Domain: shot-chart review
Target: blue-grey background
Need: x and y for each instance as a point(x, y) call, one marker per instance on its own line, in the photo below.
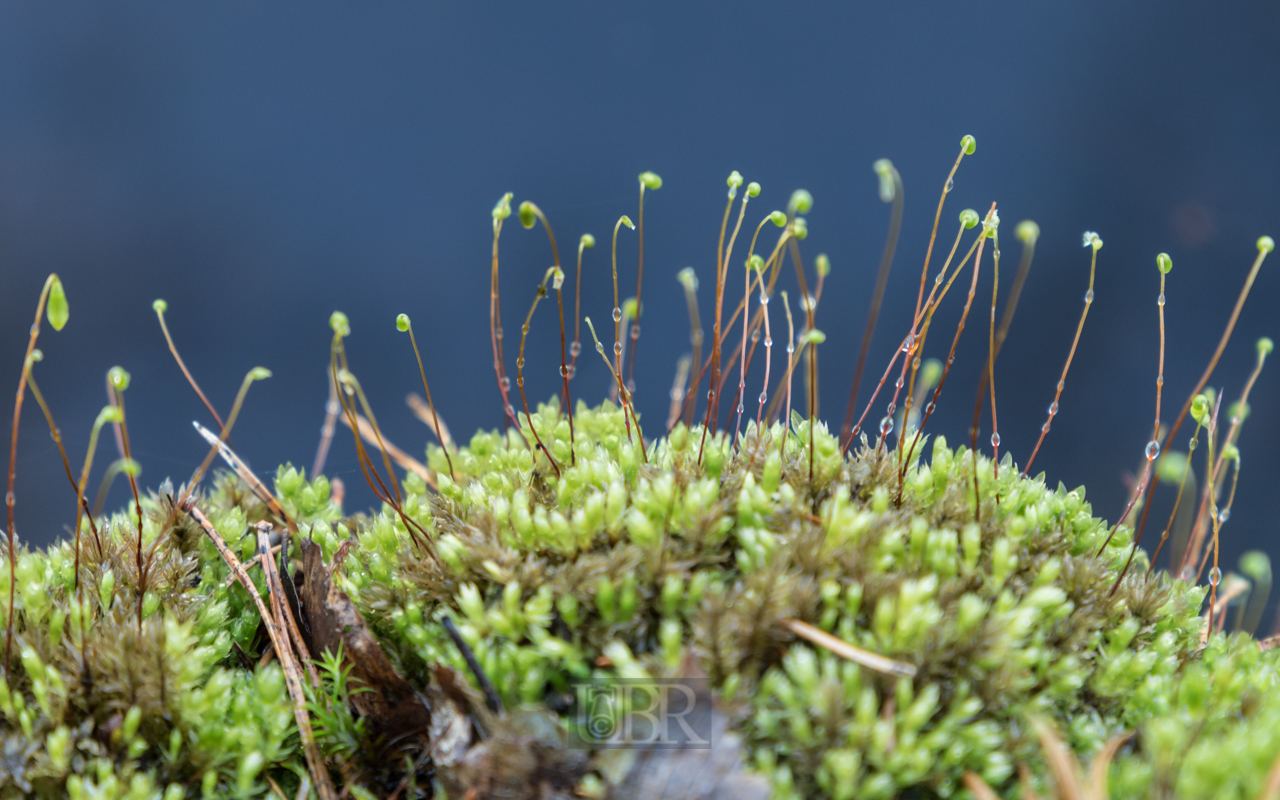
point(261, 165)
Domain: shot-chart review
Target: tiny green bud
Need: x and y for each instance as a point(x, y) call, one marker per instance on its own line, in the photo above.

...

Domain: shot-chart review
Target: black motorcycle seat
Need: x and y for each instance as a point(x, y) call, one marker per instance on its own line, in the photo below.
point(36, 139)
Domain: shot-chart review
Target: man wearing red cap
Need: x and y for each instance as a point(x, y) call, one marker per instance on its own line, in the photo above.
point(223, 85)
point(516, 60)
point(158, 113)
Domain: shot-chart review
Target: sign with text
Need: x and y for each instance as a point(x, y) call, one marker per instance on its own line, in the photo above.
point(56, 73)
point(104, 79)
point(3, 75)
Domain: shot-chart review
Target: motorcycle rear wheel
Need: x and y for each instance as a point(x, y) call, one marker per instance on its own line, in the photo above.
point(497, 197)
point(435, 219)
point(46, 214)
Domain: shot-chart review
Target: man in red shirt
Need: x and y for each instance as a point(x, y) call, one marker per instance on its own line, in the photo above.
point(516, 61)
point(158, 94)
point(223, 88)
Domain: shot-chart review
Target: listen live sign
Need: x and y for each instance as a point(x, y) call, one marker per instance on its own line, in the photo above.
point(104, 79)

◆ Task directions
Pull out every line above that contains the word "Target", and copy each one in full.

◆ Response to the task
Target: blue-grey background
Target: tiny green bud
Target: black motorcycle seat
Target: man wearing red cap
Target: sign with text
Target: motorcycle rear wheel
Target: man in red shirt
Target: listen live sign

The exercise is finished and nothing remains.